Render the material below, from the line containing "Objective — one point per instance of the grass" through the end, as a Markdown table with columns Row and Text: a row number in Row and the line in Text. Omit blank lines and pictures.

[Begin Data provided]

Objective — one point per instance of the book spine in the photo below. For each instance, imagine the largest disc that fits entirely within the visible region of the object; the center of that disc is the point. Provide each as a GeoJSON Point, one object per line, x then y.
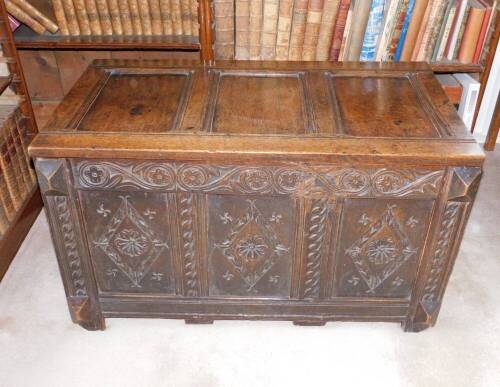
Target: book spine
{"type": "Point", "coordinates": [482, 35]}
{"type": "Point", "coordinates": [195, 26]}
{"type": "Point", "coordinates": [135, 16]}
{"type": "Point", "coordinates": [360, 21]}
{"type": "Point", "coordinates": [313, 23]}
{"type": "Point", "coordinates": [224, 29]}
{"type": "Point", "coordinates": [166, 17]}
{"type": "Point", "coordinates": [81, 17]}
{"type": "Point", "coordinates": [330, 11]}
{"type": "Point", "coordinates": [37, 15]}
{"type": "Point", "coordinates": [284, 28]}
{"type": "Point", "coordinates": [446, 33]}
{"type": "Point", "coordinates": [114, 13]}
{"type": "Point", "coordinates": [156, 22]}
{"type": "Point", "coordinates": [102, 9]}
{"type": "Point", "coordinates": [255, 29]}
{"type": "Point", "coordinates": [347, 33]}
{"type": "Point", "coordinates": [396, 34]}
{"type": "Point", "coordinates": [23, 17]}
{"type": "Point", "coordinates": [186, 17]}
{"type": "Point", "coordinates": [373, 29]}
{"type": "Point", "coordinates": [471, 35]}
{"type": "Point", "coordinates": [145, 17]}
{"type": "Point", "coordinates": [461, 31]}
{"type": "Point", "coordinates": [269, 29]}
{"type": "Point", "coordinates": [60, 17]}
{"type": "Point", "coordinates": [297, 33]}
{"type": "Point", "coordinates": [242, 18]}
{"type": "Point", "coordinates": [95, 25]}
{"type": "Point", "coordinates": [340, 26]}
{"type": "Point", "coordinates": [125, 18]}
{"type": "Point", "coordinates": [175, 8]}
{"type": "Point", "coordinates": [404, 31]}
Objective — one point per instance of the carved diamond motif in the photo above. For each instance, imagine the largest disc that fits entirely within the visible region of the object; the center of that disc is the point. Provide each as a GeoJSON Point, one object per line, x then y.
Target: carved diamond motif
{"type": "Point", "coordinates": [129, 243]}
{"type": "Point", "coordinates": [382, 250]}
{"type": "Point", "coordinates": [252, 247]}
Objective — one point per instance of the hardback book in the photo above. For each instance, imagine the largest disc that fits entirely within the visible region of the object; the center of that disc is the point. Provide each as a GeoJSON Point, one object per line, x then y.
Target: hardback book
{"type": "Point", "coordinates": [23, 17]}
{"type": "Point", "coordinates": [471, 33]}
{"type": "Point", "coordinates": [373, 30]}
{"type": "Point", "coordinates": [455, 28]}
{"type": "Point", "coordinates": [359, 21]}
{"type": "Point", "coordinates": [242, 19]}
{"type": "Point", "coordinates": [404, 31]}
{"type": "Point", "coordinates": [340, 27]}
{"type": "Point", "coordinates": [195, 25]}
{"type": "Point", "coordinates": [156, 22]}
{"type": "Point", "coordinates": [175, 7]}
{"type": "Point", "coordinates": [396, 33]}
{"type": "Point", "coordinates": [185, 17]}
{"type": "Point", "coordinates": [298, 31]}
{"type": "Point", "coordinates": [93, 16]}
{"type": "Point", "coordinates": [388, 25]}
{"type": "Point", "coordinates": [443, 39]}
{"type": "Point", "coordinates": [284, 28]}
{"type": "Point", "coordinates": [36, 14]}
{"type": "Point", "coordinates": [311, 34]}
{"type": "Point", "coordinates": [413, 29]}
{"type": "Point", "coordinates": [125, 18]}
{"type": "Point", "coordinates": [60, 17]}
{"type": "Point", "coordinates": [255, 29]}
{"type": "Point", "coordinates": [347, 32]}
{"type": "Point", "coordinates": [484, 30]}
{"type": "Point", "coordinates": [135, 16]}
{"type": "Point", "coordinates": [330, 11]}
{"type": "Point", "coordinates": [82, 17]}
{"type": "Point", "coordinates": [461, 31]}
{"type": "Point", "coordinates": [224, 29]}
{"type": "Point", "coordinates": [104, 17]}
{"type": "Point", "coordinates": [269, 29]}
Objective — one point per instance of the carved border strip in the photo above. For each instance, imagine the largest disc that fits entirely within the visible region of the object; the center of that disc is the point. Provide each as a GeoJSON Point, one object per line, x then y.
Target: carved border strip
{"type": "Point", "coordinates": [298, 180]}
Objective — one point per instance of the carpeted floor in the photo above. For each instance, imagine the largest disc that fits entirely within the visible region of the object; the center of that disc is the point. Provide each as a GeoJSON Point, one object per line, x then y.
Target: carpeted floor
{"type": "Point", "coordinates": [39, 346]}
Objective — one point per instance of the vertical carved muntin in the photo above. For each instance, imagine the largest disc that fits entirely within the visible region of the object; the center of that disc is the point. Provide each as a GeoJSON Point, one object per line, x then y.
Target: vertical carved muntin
{"type": "Point", "coordinates": [454, 206]}
{"type": "Point", "coordinates": [72, 255]}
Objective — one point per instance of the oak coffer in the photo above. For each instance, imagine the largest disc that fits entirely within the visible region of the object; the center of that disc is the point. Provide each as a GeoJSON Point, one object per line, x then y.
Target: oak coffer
{"type": "Point", "coordinates": [309, 192]}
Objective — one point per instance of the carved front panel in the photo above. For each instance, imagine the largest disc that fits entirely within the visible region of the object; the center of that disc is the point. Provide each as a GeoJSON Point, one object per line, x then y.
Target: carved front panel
{"type": "Point", "coordinates": [251, 245]}
{"type": "Point", "coordinates": [129, 240]}
{"type": "Point", "coordinates": [380, 243]}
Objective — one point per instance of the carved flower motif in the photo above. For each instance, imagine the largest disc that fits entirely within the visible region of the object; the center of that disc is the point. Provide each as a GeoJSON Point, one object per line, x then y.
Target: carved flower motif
{"type": "Point", "coordinates": [251, 248]}
{"type": "Point", "coordinates": [94, 174]}
{"type": "Point", "coordinates": [131, 243]}
{"type": "Point", "coordinates": [381, 251]}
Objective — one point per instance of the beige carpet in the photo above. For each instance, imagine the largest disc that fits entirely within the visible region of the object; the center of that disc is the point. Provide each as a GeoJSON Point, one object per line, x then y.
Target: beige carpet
{"type": "Point", "coordinates": [39, 346]}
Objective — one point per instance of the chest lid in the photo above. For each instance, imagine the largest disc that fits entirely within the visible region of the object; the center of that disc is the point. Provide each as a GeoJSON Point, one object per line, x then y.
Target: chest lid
{"type": "Point", "coordinates": [257, 108]}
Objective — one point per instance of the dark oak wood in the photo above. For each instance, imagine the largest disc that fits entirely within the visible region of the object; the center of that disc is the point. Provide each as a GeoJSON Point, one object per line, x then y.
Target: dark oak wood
{"type": "Point", "coordinates": [309, 192]}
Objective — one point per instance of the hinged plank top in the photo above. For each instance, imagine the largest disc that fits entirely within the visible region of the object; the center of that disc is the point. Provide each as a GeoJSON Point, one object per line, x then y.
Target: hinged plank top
{"type": "Point", "coordinates": [340, 111]}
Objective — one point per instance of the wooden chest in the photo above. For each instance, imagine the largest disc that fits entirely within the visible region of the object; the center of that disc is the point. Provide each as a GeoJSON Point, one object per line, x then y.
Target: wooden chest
{"type": "Point", "coordinates": [309, 192]}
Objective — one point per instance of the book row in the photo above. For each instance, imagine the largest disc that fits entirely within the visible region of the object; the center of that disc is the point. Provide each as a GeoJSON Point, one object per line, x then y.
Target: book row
{"type": "Point", "coordinates": [17, 177]}
{"type": "Point", "coordinates": [353, 30]}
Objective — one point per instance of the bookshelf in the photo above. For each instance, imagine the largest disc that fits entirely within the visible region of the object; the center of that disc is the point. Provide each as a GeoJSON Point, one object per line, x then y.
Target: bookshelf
{"type": "Point", "coordinates": [19, 226]}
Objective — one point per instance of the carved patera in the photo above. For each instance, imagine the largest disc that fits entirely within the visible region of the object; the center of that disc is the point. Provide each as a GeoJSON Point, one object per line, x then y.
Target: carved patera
{"type": "Point", "coordinates": [70, 243]}
{"type": "Point", "coordinates": [316, 235]}
{"type": "Point", "coordinates": [381, 250]}
{"type": "Point", "coordinates": [129, 242]}
{"type": "Point", "coordinates": [444, 243]}
{"type": "Point", "coordinates": [297, 179]}
{"type": "Point", "coordinates": [252, 247]}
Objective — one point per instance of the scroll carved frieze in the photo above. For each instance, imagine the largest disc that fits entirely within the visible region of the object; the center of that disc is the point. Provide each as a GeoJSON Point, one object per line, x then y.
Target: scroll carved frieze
{"type": "Point", "coordinates": [70, 243]}
{"type": "Point", "coordinates": [315, 247]}
{"type": "Point", "coordinates": [298, 179]}
{"type": "Point", "coordinates": [451, 216]}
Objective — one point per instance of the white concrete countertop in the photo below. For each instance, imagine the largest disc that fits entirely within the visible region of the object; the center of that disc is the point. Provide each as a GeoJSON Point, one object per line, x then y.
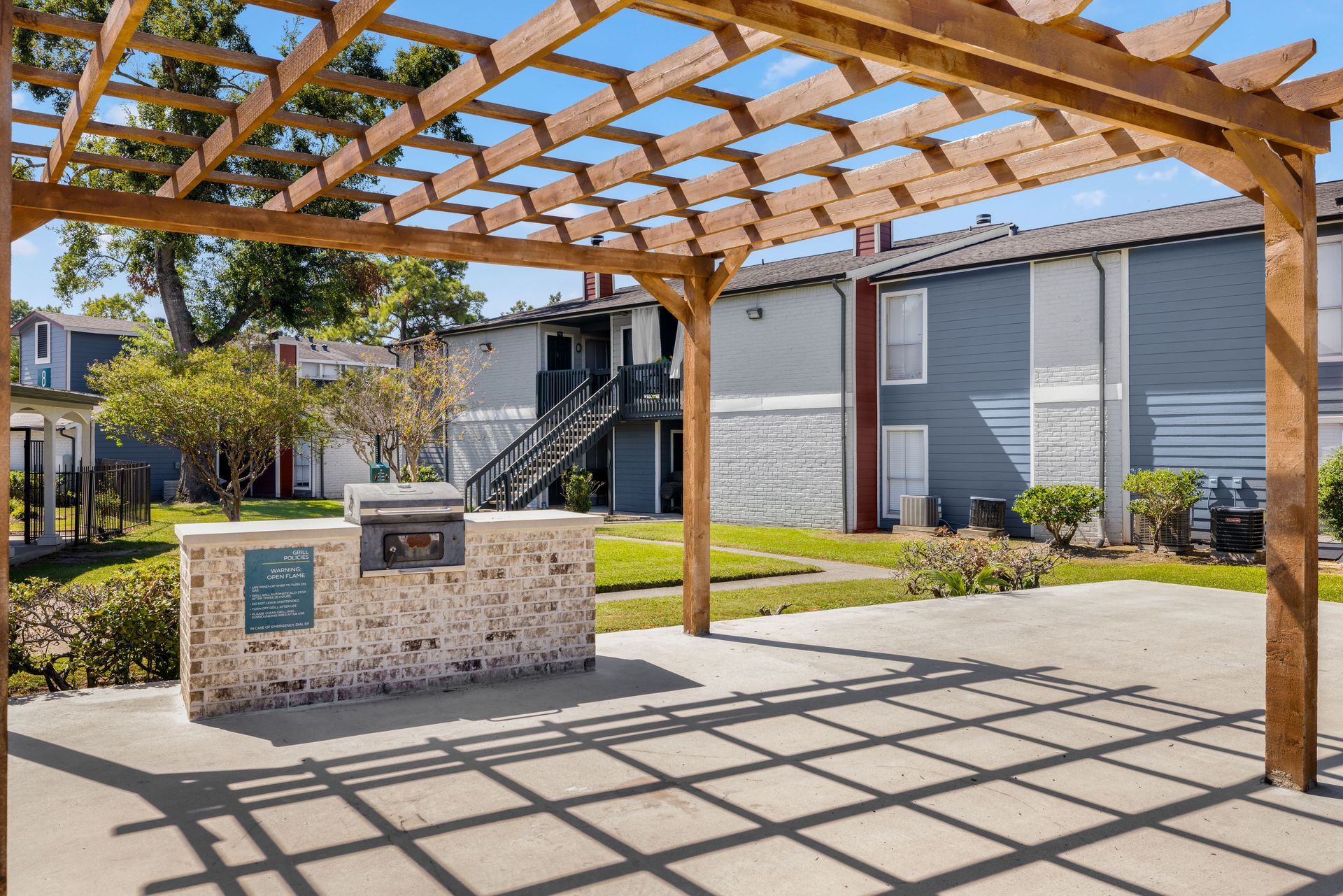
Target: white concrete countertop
{"type": "Point", "coordinates": [195, 534]}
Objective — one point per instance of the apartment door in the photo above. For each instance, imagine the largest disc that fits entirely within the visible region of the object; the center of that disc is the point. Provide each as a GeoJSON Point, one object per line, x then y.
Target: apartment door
{"type": "Point", "coordinates": [559, 353]}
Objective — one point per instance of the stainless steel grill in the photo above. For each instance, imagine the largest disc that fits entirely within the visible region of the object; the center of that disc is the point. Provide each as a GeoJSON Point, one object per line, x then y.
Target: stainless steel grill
{"type": "Point", "coordinates": [407, 525]}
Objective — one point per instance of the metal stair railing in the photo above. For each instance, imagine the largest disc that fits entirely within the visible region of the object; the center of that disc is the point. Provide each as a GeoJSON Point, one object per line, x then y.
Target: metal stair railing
{"type": "Point", "coordinates": [562, 446]}
{"type": "Point", "coordinates": [490, 480]}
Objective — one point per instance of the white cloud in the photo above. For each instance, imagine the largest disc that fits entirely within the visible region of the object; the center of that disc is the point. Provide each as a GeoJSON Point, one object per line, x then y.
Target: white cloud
{"type": "Point", "coordinates": [786, 69]}
{"type": "Point", "coordinates": [1158, 175]}
{"type": "Point", "coordinates": [1091, 198]}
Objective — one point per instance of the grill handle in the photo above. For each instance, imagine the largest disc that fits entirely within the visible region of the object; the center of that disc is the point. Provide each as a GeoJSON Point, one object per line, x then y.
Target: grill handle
{"type": "Point", "coordinates": [413, 511]}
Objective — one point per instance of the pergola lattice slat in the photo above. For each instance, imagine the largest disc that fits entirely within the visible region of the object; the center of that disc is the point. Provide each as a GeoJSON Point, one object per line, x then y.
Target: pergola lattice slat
{"type": "Point", "coordinates": [1097, 100]}
{"type": "Point", "coordinates": [925, 118]}
{"type": "Point", "coordinates": [547, 30]}
{"type": "Point", "coordinates": [704, 58]}
{"type": "Point", "coordinates": [990, 152]}
{"type": "Point", "coordinates": [1029, 62]}
{"type": "Point", "coordinates": [111, 45]}
{"type": "Point", "coordinates": [348, 20]}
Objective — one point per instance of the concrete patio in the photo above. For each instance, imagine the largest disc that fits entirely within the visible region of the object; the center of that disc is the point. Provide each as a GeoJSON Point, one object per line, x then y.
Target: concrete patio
{"type": "Point", "coordinates": [1093, 739]}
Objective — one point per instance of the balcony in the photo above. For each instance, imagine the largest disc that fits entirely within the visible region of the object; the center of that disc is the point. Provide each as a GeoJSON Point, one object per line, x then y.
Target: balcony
{"type": "Point", "coordinates": [646, 391]}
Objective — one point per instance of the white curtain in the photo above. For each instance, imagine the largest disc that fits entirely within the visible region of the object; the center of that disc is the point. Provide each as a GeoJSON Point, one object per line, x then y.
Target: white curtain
{"type": "Point", "coordinates": [678, 351]}
{"type": "Point", "coordinates": [646, 336]}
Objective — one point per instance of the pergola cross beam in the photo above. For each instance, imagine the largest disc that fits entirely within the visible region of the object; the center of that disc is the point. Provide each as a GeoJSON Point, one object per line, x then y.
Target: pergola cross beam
{"type": "Point", "coordinates": [122, 20]}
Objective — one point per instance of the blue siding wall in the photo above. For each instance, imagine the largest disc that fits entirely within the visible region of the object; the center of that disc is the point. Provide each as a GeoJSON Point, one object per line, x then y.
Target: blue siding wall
{"type": "Point", "coordinates": [29, 366]}
{"type": "Point", "coordinates": [1197, 363]}
{"type": "Point", "coordinates": [92, 348]}
{"type": "Point", "coordinates": [86, 350]}
{"type": "Point", "coordinates": [634, 473]}
{"type": "Point", "coordinates": [976, 401]}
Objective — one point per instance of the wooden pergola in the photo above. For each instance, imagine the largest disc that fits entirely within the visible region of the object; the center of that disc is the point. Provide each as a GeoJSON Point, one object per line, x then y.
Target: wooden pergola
{"type": "Point", "coordinates": [1092, 100]}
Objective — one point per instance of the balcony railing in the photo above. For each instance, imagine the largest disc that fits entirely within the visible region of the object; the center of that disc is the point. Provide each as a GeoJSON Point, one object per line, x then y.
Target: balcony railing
{"type": "Point", "coordinates": [649, 391]}
{"type": "Point", "coordinates": [646, 391]}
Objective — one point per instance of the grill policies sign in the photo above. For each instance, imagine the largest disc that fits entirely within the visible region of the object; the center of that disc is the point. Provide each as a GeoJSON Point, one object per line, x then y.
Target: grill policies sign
{"type": "Point", "coordinates": [278, 590]}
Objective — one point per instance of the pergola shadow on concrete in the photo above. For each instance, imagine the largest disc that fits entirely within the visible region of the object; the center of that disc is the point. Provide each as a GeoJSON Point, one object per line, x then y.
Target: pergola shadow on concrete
{"type": "Point", "coordinates": [1095, 100]}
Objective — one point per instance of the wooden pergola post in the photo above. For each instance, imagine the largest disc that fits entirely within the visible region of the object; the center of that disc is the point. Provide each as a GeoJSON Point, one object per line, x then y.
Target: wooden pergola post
{"type": "Point", "coordinates": [1293, 508]}
{"type": "Point", "coordinates": [6, 255]}
{"type": "Point", "coordinates": [695, 309]}
{"type": "Point", "coordinates": [695, 422]}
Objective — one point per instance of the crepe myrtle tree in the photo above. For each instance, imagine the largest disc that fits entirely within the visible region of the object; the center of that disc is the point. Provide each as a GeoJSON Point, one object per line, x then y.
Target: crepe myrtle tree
{"type": "Point", "coordinates": [227, 410]}
{"type": "Point", "coordinates": [1162, 496]}
{"type": "Point", "coordinates": [406, 407]}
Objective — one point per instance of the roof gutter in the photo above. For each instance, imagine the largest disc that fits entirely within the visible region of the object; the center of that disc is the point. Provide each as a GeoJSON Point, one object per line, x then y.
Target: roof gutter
{"type": "Point", "coordinates": [973, 238]}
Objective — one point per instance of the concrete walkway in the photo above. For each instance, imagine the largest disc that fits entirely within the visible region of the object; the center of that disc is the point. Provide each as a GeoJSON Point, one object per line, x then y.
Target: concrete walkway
{"type": "Point", "coordinates": [1087, 739]}
{"type": "Point", "coordinates": [830, 571]}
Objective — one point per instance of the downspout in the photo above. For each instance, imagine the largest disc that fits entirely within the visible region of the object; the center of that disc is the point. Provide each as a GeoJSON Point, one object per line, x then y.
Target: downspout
{"type": "Point", "coordinates": [844, 402]}
{"type": "Point", "coordinates": [1100, 304]}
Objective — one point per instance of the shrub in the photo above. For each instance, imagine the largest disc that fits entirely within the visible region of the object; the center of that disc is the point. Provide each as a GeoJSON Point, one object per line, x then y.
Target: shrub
{"type": "Point", "coordinates": [1162, 496]}
{"type": "Point", "coordinates": [578, 490]}
{"type": "Point", "coordinates": [1331, 493]}
{"type": "Point", "coordinates": [951, 567]}
{"type": "Point", "coordinates": [118, 632]}
{"type": "Point", "coordinates": [1060, 508]}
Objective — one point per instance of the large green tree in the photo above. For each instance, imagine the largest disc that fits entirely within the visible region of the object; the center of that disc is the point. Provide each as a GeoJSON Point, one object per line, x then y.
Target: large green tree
{"type": "Point", "coordinates": [408, 299]}
{"type": "Point", "coordinates": [214, 289]}
{"type": "Point", "coordinates": [233, 406]}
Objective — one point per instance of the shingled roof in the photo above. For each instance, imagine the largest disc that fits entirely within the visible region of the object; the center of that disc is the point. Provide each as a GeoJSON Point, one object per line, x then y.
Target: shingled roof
{"type": "Point", "coordinates": [1135, 229]}
{"type": "Point", "coordinates": [81, 322]}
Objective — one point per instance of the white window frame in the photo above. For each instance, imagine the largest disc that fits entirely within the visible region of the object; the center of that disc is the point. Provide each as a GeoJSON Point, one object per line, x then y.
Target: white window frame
{"type": "Point", "coordinates": [884, 485]}
{"type": "Point", "coordinates": [887, 294]}
{"type": "Point", "coordinates": [41, 359]}
{"type": "Point", "coordinates": [1325, 241]}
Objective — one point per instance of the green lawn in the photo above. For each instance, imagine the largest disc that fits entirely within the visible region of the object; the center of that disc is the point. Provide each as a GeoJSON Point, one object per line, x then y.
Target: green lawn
{"type": "Point", "coordinates": [821, 544]}
{"type": "Point", "coordinates": [629, 564]}
{"type": "Point", "coordinates": [653, 613]}
{"type": "Point", "coordinates": [884, 551]}
{"type": "Point", "coordinates": [96, 562]}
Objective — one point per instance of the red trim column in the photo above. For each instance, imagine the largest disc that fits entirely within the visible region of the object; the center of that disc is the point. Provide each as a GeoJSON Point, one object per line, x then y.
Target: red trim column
{"type": "Point", "coordinates": [867, 423]}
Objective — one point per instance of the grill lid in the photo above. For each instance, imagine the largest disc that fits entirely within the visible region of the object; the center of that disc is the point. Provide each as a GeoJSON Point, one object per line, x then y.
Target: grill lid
{"type": "Point", "coordinates": [390, 502]}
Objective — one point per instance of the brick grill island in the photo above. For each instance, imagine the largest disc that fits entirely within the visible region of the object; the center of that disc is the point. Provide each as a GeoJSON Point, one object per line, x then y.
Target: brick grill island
{"type": "Point", "coordinates": [524, 606]}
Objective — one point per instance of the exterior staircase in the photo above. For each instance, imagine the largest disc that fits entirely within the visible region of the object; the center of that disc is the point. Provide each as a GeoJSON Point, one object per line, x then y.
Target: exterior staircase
{"type": "Point", "coordinates": [557, 441]}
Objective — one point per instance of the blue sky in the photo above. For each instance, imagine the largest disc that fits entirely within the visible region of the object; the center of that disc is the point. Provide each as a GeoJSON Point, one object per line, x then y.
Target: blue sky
{"type": "Point", "coordinates": [632, 39]}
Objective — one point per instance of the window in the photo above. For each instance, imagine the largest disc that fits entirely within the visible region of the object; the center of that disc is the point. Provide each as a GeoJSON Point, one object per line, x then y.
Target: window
{"type": "Point", "coordinates": [906, 464]}
{"type": "Point", "coordinates": [304, 467]}
{"type": "Point", "coordinates": [1331, 300]}
{"type": "Point", "coordinates": [904, 350]}
{"type": "Point", "coordinates": [42, 339]}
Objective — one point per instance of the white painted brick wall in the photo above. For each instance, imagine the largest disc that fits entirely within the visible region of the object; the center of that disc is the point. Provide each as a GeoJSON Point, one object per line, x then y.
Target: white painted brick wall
{"type": "Point", "coordinates": [340, 465]}
{"type": "Point", "coordinates": [1065, 334]}
{"type": "Point", "coordinates": [778, 467]}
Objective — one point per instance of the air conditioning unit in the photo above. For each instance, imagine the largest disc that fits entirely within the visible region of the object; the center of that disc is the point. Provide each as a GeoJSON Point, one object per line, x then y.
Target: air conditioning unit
{"type": "Point", "coordinates": [1237, 529]}
{"type": "Point", "coordinates": [1175, 536]}
{"type": "Point", "coordinates": [921, 511]}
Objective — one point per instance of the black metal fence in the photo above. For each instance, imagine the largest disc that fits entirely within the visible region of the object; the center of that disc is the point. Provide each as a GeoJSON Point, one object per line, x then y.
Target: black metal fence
{"type": "Point", "coordinates": [105, 500]}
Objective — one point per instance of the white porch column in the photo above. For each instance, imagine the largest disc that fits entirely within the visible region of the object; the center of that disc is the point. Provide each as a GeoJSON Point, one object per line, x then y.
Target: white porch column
{"type": "Point", "coordinates": [86, 457]}
{"type": "Point", "coordinates": [49, 483]}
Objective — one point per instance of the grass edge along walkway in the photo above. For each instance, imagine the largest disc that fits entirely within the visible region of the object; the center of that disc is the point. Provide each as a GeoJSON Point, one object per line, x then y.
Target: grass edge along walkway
{"type": "Point", "coordinates": [884, 551]}
{"type": "Point", "coordinates": [627, 566]}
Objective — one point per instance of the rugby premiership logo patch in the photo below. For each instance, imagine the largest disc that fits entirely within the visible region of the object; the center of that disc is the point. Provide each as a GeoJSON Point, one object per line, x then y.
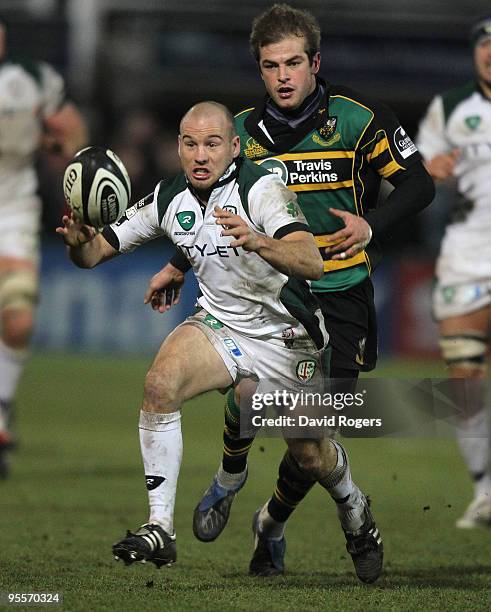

[End Data provided]

## Final answer
| Row | Text |
|---|---|
| 1 | Objective — one point per instance of the grass edge along walkway in the photo above. For each instance, imagine the largest disc that fits entirely within the visible region of the object; the center of that disc is the point. Provide each as a GeoJSON Point, one object per line, x then y. |
| 2 | Target: grass edge along walkway |
| 3 | {"type": "Point", "coordinates": [884, 551]} |
| 4 | {"type": "Point", "coordinates": [627, 566]} |
| 5 | Objective — one point per instance of the rugby premiership logo patch in the photo below. For each instance, imagine the largest disc that fits entirely within the visible region of the object; the center of that disc is the point. Provide each as a GeoJSON Point, one object per line, x then y. |